◆ TEXT SECTION
Visions of peace in a shelter from chaos


Art to art: Watthanachai standing near the murals he painted in a bunker near his home in Surin. — AFP

On the grey walls of a rural Thai school’s concrete bunkers, a man calmly paints colourful scenes of helicopters, tanks, fluttering national flags and soldiers carrying the wounded.

“Peace amidst chaos – not everyone can feel this way,” said Watthanachai Kamngam, a 38-year-old music teacher whose vibrant murals were inspired by the harsh reality around him.

Thailand and Cambodia have been locked in fierce military conflict this week at their 800km border, stemming from a decades-­long territorial dispute over ancient temples.

The renewed fighting has displaced around half a million people on both sides and killed at least 20 – with hundreds seeking shelter from continuous explosions in concrete bunkers.

The boom of artillery often echoes loudly enough to shake the windows of empty classrooms of the school just five kilometres from the frontier.

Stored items
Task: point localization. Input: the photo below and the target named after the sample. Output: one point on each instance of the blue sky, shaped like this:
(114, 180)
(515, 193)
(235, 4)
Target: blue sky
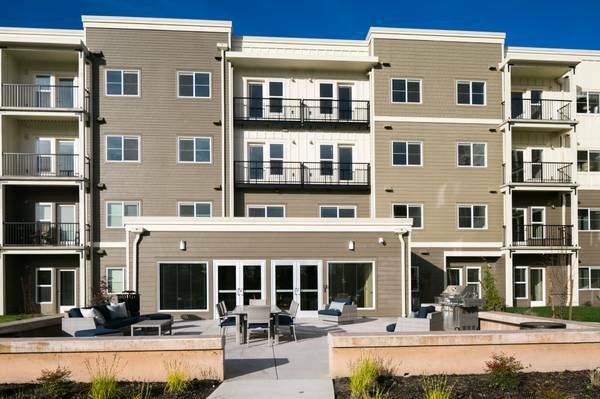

◆ STUDY QUESTIONS
1. Summarize the article on the bunker murals in two sentences.
2. According to the article on the bunker murals, how far is the school from the frontier?
3. In the article on the bunker murals, restate the passage starting with "Art to art: Watthanachai" and going on through "over ancient temples.", substituting "art teacher" for "music teacher".
The records are not needed for any of this work.

◆ RESULTS OF THE TASKS
1. Watthanachai Kamngam, a 38-year-old music teacher, paints colorful scenes of helicopters, tanks, national flags and soldiers carrying the wounded on the grey walls of a rural Thai school's concrete bunkers, and his murals were inspired by the harsh reality around him. Thailand and Cambodia have been locked in fierce military conflict at their 800km border over a decades-long territorial dispute about ancient temples, and the fighting has displaced around half a million people and killed at least 20.

2. Five kilometers.

3.
Art to art: Watthanachai standing near the murals he painted in a bunker near his home in Surin. — AFP

On the grey walls of a rural Thai school’s concrete bunkers, a man calmly paints colourful scenes of helicopters, tanks, fluttering national flags and soldiers carrying the wounded.

“Peace amidst chaos – not everyone can feel this way,” said Watthanachai Kamngam, a 38-year-old art teacher whose vibrant murals were inspired by the harsh reality around him.

Thailand and Cambodia have been locked in fierce military conflict this week at their 800km border, stemming from a decades-­long territorial dispute over ancient temples.